# Aim
Return the listing below word for word.
** BEGIN **
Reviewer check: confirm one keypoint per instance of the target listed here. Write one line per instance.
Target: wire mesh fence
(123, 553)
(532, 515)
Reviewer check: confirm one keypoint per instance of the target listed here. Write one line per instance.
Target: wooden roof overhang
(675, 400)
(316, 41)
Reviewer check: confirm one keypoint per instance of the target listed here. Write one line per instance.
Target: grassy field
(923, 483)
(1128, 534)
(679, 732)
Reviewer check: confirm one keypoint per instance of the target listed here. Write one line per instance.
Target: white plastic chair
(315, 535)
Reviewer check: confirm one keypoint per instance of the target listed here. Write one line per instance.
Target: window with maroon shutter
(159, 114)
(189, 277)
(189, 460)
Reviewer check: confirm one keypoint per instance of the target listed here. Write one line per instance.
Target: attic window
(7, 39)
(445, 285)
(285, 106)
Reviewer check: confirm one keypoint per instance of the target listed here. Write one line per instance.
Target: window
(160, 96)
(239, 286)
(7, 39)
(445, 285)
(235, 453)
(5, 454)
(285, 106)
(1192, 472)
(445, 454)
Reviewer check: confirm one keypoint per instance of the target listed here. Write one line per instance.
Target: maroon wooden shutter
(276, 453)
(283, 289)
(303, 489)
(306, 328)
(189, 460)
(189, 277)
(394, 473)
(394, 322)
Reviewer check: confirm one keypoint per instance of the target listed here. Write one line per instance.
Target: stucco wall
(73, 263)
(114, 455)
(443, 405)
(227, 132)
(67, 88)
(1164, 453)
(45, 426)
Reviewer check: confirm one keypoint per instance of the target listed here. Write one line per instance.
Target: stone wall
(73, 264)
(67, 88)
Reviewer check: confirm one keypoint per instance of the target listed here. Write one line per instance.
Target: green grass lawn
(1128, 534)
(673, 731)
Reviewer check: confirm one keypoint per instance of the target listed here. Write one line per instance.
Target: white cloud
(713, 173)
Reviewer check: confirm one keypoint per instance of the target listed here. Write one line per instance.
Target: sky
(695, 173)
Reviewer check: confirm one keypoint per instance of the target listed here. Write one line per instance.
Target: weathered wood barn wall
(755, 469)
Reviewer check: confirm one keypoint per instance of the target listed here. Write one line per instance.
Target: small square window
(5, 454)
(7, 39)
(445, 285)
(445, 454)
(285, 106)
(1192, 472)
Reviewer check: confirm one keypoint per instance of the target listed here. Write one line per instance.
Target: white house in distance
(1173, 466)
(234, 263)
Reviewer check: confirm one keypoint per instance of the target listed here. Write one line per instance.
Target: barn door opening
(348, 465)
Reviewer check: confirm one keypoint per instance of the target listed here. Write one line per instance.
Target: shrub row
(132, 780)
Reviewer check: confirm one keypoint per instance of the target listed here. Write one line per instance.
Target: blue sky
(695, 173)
** END **
# Solution for this task
Reviewer check: confirm one keypoint per instance of the target listed here. Write one line per instance.
Target: wire mesh fence
(123, 553)
(532, 515)
Reviewer check: confirm one keypoint per instance of the target listed here. Write one line per instance.
Target: wooden roof overhang
(675, 400)
(316, 41)
Reviewer check: confirm one keypoint per instance of the target listed here. Write one line per instance.
Target: grassy field
(923, 483)
(1128, 534)
(679, 732)
Reviewer check: confirm one keypoint per instance of the target listed here. Write one line per instance.
Target: white plastic chair
(315, 535)
Reviewer check: confirm one keypoint per instance of the target listed here. Write one line per instance.
Target: window with maroon shutter
(159, 114)
(189, 277)
(189, 460)
Reviewer check: confirm one keypoint per instance of the target listed here. Write one line per instance.
Target: attic window
(7, 39)
(445, 285)
(285, 106)
Reviewer check: confirm one keypoint per instance of the target listed here. Write one line per instance.
Target: window
(160, 96)
(239, 286)
(7, 39)
(445, 285)
(235, 453)
(5, 454)
(285, 106)
(1192, 472)
(445, 454)
Reviewer check: confirm one keypoint per instance of the target listed here. Write one line per instance.
Target: maroon wooden shutter
(276, 453)
(283, 289)
(303, 489)
(306, 328)
(189, 460)
(189, 277)
(394, 473)
(394, 322)
Reviewer check: confirm one keypoint per instance of the target listed here. Write one line per instance.
Target: stucco wall
(73, 263)
(114, 455)
(443, 405)
(227, 132)
(67, 88)
(1164, 453)
(45, 426)
Reviewer check: confirm one keypoint per instance of the target listed here. Write one line per instance.
Target: stone wall
(73, 264)
(67, 88)
Reviewer check: confirm one keypoint per instance of the target listed here. Write one line per instance.
Target: green grass lawn
(1128, 534)
(673, 731)
Reviewer check: confirm one keypoint per instance of the target listed here. Write one line per instance.
Target: white cloud
(713, 173)
Reviewer check: confirm one keypoint per instance of the target listed here. Write one line per instance.
Target: sky
(695, 173)
Reviewer check: confirm one keypoint per instance of the target listed here. Write one line per instance.
Target: weathered wood barn wall
(755, 469)
Reviewer check: confirm one keypoint per instance of the target listed here. Write one line per instance.
Target: small square window
(5, 454)
(7, 39)
(445, 285)
(445, 454)
(285, 106)
(1192, 472)
Reviewer check: confirm one keypoint per instance of the target listed here. Write one line per instance.
Target: white house in distance
(1173, 466)
(234, 263)
Reviewer check: confirm one keypoint per instance of the target listed here. Write one line per instance.
Target: barn door opening
(348, 465)
Reviewer check: confirm one keypoint per instance of the target listed here. Write one line per instance.
Target: shrub row
(132, 780)
Reviewer check: confirm one keypoint per instance of the target listed here. Write one line per instance.
Target: blue sky
(695, 173)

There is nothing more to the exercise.